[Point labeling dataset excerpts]
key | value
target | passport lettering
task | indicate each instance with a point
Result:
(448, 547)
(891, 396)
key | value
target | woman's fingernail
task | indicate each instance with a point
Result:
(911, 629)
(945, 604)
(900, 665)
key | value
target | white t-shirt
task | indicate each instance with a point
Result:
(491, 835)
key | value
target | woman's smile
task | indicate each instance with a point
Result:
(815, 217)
---
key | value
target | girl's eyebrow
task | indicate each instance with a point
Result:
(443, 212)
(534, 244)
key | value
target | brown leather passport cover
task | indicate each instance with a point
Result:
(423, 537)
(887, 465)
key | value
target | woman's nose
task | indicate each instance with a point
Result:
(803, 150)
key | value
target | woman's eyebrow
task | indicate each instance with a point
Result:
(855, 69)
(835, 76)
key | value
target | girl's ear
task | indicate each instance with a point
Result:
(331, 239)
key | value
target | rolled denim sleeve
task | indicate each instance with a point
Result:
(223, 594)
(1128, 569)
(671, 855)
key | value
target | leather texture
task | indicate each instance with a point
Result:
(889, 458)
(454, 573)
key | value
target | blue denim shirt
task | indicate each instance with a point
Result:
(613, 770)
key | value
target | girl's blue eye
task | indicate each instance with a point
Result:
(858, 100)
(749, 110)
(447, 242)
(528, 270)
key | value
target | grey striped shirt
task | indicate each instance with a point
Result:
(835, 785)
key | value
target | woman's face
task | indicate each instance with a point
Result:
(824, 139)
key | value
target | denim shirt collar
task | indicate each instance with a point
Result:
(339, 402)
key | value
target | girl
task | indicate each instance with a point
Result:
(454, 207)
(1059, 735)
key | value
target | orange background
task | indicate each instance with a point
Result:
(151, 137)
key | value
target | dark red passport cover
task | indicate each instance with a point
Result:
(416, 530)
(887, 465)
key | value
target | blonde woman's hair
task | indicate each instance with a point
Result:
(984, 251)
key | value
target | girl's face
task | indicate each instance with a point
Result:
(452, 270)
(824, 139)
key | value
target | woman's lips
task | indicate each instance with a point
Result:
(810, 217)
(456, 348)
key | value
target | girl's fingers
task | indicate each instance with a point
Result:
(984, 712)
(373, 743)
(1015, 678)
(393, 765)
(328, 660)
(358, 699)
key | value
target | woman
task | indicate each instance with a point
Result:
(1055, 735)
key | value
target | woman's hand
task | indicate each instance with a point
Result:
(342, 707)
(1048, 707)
...
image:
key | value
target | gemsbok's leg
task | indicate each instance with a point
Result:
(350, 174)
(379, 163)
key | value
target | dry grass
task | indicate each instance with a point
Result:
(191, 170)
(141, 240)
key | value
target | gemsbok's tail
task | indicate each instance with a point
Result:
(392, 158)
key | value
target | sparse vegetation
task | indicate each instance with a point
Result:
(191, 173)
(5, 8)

> SHORT EXERCISE
Show every line of the data above that contains the word "leather".

> ANSWER TO THE TASK
target | brown leather passport cover
target | leather texture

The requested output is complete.